# Exercices à résoudre
A. Selon l'entretien sur le métier d'expert en jeux vidéo, quel travail la personne interrogée exerce-t-elle à plein temps ?
B. Recopiez à l'identique l'entretien sur le métier d'expert en jeux vidéo, depuis "Dans tous les" jusqu'à "l’actualité du gaming." inclus.
C. Écrivez la suite de l'entretien sur le métier d'expert en jeux vidéo à partir de l'endroit où il s'arrête.

# Bloc de texte
------------------------------
Au sens large, ma mission consiste à promouvoir le jeu vidéo comme étant un produit de divertissement au sein d’une industrie en constante évolution, mais aussi comme étant un art.
Cela prend différentes formes. Pour l’IFM, j’aide à la sélection des jeux qui pourraient avoir un intérêt culturel, artistique ou ludique. Je présente des titres alternatifs à un public qui peut ainsi élargir ses connaissances. Il existe plusieurs gammes de jeux vidéo, et tous ne sont pas forcément faciles d’accès ou intuitifs.
C’est grâce à mes connaissances et à mon expérience sur des milliers de titres, ainsi que mon expertise sur les tendances du marché en termes de matériel et de jeux, que je peux aider les commerces, leur clientèle et les particuliers.
Comment as-tu acquis cette expertise ?
Le jeu vidéo est avant tout pour moi une passion, pas seulement le jeu en soi, mais tout ce qui le compose : graphisme, musique, mise en scène, promotion, message dégagé par celui-ci. Il y a de nombreux éléments et autant de niveaux d’appréciation. Ce n’est que l’expérience qui peut te permettre d’acquérir cette expertise. L’expérience des salles d’arcade, des cybercafés, des jeux en solo ou en multijoueur, des différents supports (console, PC, mobile, etc.), et des divers genres de jeux.
Dans tous les cas, il faut être curieux et touche-à-tout, apprendre d’autrui et isoler son égo, investir de son temps mais aussi de sa poche ! Il faut s’intéresser à l’histoire, le pourquoi et le comment, les différents acteurs de l’industrie du jeu vidéo (producteurs, développeurs, éditeurs, etc.). Il faut aussi constamment suivre l’actualité du gaming.
Ton activité d’expert en jeux vidéo est un extra, en ceci que tu exerces à plein temps en tant que consultant en informatique et webmaster. Est-il tout de même possible d’envisager une carrière à plein temps en tant qu’expert vidéoludique ?
Ceci serait un idéal et j’en réalise déjà les grandes lignes. Toutefois cet idéal ne se produit pas forcément ici : les consultants en jeux vidéo exercent surtout dans des environnements tels que les maisons d’édition, la presse ou encore chez les testeurs. Ce sont des choses qui éclosent à Maurice, mais encore trop timidement pour qu’on en parle concrètement.
Qu’est-ce qui t’a poussé à t’orienter dans ce domaine ?
La passion, certes, mais ainsi l’encouragement de certains commerçants dans le domaine. Par ailleurs, j’ai toujours voulu partager ma passion, mais aussi élargir le point de vue des autres, les aider à découvrir et se forger une propre opinion de l’univers du jeu vidéo. Il y a un certain ras-le-bol à voir des gens, joueurs ou non, coincés dans des préjugés, de voir des jeunes se cantonner à jouer à un seul jeu. Voilà comment j’ai atteint le stade où j’en suis aujourd’hui.
L’univers du jeu vidéo fait des accros à tous les âges. A quand remonte ta première interaction avec une console ?
------------------------------
# Matériel présenté
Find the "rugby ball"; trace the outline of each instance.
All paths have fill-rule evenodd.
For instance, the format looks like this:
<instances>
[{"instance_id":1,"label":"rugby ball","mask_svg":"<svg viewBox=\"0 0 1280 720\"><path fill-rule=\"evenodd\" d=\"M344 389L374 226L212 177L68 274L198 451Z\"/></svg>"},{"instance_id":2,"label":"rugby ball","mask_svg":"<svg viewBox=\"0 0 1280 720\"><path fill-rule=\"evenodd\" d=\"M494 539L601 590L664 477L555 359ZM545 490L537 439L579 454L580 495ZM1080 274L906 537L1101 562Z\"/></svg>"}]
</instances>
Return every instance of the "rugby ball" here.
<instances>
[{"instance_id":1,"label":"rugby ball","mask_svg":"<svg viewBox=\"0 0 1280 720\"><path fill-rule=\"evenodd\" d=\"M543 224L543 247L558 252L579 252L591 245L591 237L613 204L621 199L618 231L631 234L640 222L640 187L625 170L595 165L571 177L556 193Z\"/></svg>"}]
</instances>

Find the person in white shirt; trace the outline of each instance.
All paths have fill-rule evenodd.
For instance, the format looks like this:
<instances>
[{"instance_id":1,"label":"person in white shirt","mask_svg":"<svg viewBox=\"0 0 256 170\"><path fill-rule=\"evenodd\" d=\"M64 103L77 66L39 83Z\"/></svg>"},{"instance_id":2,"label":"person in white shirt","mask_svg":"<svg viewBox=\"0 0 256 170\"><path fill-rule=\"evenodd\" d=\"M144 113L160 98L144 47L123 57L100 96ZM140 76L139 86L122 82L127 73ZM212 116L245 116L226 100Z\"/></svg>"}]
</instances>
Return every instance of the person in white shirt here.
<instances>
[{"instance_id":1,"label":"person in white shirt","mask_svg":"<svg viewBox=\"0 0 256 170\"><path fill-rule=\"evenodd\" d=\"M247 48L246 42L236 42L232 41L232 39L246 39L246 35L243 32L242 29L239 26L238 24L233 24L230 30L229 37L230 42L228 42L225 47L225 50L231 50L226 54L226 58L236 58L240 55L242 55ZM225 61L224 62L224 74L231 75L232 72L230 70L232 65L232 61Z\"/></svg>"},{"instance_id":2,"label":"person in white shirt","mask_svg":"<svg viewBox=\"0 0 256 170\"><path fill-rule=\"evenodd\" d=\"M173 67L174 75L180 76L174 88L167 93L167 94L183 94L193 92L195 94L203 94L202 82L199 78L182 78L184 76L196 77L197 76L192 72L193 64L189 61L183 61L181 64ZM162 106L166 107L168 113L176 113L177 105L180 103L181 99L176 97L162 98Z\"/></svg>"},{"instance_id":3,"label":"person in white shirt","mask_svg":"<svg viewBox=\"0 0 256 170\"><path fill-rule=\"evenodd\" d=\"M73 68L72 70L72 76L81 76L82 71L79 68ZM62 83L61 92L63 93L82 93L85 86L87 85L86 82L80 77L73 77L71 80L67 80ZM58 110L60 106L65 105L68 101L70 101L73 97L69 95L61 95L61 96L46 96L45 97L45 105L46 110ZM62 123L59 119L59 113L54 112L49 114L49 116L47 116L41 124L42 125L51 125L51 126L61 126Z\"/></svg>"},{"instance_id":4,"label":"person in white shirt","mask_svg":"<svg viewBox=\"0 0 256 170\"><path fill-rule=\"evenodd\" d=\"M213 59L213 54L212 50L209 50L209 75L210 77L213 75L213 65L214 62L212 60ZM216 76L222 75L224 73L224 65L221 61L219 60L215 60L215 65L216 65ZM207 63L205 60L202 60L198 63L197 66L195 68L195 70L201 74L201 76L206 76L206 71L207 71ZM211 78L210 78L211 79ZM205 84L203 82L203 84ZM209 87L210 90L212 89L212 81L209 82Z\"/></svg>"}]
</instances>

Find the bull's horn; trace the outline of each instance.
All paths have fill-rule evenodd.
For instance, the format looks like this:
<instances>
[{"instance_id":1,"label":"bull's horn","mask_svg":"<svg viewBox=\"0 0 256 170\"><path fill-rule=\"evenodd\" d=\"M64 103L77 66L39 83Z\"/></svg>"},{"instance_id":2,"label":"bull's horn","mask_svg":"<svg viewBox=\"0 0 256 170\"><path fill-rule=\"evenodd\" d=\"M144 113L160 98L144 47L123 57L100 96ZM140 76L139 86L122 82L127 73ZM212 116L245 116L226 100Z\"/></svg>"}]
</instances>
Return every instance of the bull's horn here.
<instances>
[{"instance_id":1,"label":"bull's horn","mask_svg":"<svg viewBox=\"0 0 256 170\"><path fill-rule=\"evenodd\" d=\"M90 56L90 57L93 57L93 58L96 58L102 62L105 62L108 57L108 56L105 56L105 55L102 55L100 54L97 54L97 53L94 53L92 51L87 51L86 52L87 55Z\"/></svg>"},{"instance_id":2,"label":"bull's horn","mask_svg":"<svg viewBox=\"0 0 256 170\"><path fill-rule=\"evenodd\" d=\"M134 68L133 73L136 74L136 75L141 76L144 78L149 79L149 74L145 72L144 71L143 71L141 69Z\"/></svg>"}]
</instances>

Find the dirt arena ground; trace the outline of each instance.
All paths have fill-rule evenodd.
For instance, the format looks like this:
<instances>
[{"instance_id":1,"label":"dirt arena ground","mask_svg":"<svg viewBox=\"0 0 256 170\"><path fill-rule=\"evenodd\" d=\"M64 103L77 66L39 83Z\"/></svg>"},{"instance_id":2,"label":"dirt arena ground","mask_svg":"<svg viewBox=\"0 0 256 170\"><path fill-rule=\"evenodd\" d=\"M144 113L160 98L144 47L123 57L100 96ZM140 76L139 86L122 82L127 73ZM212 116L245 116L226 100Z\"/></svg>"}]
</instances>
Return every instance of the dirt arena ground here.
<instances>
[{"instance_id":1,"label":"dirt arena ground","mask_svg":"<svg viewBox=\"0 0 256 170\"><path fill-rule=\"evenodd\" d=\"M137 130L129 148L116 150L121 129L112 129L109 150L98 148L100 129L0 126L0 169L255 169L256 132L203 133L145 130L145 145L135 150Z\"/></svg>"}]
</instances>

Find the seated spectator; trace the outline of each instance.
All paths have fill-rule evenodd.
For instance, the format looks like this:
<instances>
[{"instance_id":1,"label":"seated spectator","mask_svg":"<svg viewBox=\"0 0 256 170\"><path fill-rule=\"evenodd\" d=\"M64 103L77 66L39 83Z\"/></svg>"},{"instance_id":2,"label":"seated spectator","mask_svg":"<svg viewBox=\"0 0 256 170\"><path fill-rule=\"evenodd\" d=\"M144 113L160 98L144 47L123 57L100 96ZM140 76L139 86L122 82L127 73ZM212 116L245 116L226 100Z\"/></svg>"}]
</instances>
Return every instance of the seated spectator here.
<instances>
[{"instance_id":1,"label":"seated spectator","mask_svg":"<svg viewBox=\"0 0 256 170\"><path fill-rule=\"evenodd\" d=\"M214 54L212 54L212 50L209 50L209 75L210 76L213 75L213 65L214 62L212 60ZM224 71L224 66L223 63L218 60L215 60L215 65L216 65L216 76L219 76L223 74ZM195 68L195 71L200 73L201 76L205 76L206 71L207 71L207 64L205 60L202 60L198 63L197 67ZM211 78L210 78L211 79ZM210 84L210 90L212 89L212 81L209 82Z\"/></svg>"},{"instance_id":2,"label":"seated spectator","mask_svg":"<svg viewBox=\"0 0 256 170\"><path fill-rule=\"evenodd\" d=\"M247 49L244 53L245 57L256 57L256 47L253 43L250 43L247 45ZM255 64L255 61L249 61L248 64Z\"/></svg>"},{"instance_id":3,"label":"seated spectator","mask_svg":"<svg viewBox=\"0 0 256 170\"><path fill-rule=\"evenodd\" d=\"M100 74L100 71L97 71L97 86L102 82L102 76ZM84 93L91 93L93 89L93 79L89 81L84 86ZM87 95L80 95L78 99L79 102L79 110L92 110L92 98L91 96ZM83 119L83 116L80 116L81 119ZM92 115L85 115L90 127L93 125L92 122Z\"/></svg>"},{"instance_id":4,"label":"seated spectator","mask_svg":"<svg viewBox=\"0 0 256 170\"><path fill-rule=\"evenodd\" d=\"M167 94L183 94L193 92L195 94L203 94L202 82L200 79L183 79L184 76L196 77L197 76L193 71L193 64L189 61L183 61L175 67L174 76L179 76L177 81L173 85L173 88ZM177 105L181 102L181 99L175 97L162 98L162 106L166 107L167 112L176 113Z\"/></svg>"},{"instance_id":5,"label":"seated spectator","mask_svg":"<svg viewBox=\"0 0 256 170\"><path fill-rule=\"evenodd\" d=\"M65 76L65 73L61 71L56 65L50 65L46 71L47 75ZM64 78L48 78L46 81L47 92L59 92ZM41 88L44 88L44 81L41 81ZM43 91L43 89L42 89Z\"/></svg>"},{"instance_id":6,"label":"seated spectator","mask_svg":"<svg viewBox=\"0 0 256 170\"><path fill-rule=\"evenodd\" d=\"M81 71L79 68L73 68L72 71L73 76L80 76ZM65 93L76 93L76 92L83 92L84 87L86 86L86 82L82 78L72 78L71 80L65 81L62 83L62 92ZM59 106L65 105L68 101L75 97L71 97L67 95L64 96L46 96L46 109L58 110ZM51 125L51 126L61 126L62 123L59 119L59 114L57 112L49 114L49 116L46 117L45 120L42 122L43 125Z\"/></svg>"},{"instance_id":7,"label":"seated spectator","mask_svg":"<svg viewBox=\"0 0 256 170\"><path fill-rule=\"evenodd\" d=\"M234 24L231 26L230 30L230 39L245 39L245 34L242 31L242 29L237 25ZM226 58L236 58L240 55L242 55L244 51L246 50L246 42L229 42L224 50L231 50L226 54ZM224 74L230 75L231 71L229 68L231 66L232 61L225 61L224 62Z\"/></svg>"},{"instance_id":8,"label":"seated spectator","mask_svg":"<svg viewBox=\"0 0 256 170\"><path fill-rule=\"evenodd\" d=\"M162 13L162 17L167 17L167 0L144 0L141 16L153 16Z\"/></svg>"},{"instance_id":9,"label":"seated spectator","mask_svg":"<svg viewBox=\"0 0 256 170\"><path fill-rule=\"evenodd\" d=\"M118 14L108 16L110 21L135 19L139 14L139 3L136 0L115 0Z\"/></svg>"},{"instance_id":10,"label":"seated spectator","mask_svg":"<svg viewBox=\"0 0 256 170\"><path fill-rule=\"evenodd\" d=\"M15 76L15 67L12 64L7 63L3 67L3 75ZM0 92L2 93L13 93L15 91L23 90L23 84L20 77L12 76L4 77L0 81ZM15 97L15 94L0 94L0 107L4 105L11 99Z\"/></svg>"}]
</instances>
------------------------------
# Réponses aux exercices
A. Consultant en informatique et webmaster.

B.
Dans tous les cas, il faut être curieux et touche-à-tout, apprendre d’autrui et isoler son égo, investir de son temps mais aussi de sa poche ! Il faut s’intéresser à l’histoire, le pourquoi et le comment, les différents acteurs de l’industrie du jeu vidéo (producteurs, développeurs, éditeurs, etc.). Il faut aussi constamment suivre l’actualité du gaming.

C.
Cela remonte à l’enfance pour les premiers Game and Watch, vite remplacés par la Game Boy, les premiers jeux PC cultes tels Wolfenstein 3D et Prince of Persia sur de vieux ordis chez des proches, ainsi qu’une Atari comme première console de salon.
En tant qu’expert vidéoludique, quels sont les aspects que tu prends en considération lorsque tu évalues un jeu ?
Je juge avant tout un jeu pour ce qu’il apporte à son genre. Je l’évalue face aux précédents jeux du développeur ainsi qu’à sa compétition ou ses sources d’inspiration. Je l’évalue sur sa direction artistique, sa musique, son scénario, son message ou ses propos. Beaucoup de gens arrêtent leur jugement au graphisme, alors que celui-ci n’est qu’un bonus.
A quel type de public as-tu affaire dans le cadre de cette activité ?
Pour ce qui est de l’IFM, je m’adresse surtout à des enfants pour l’instant et nous prévoyons des sessions pour un public plus mûr. Je suis agréablement surpris de voir des enfants chercher un titre dont ils ont vu la pub, un jeu auquel ils n’ont jamais joué, et s’adapter très vite, plus vite que bien d’autres joueurs parfois plus vieux ! Sinon, dans les magasins où j’ai été sollicité, j’ai rencontré plusieurs générations de joueurs et j’ai pu constater une certaine démocratisation au niveau du jeu vidéo.
Parle-nous des différents types de jeux disponibles sur le marché ou en incubation.
Les jeux vidéo sont disponibles sur ordinateur, sur mobile ou sur console portable ou de salon. Pour ce qui est des genres il y en a pour tous les goûts, quasiment de tout, du jeu de course à la simulation du film d’horreur interactif, en passant par le jeu de réflexion en solo où tu alignes les couleurs ou encore le jeu ultra compétitif en multijoueur et en arène. Nous verrons bientôt l’émergence de jeux plus axés sur la réalité virtuelle et les casques associés, tel le HTC Vive.
As-tu une préférence, ou es-tu spécialisé dans un type de jeu en particulier ?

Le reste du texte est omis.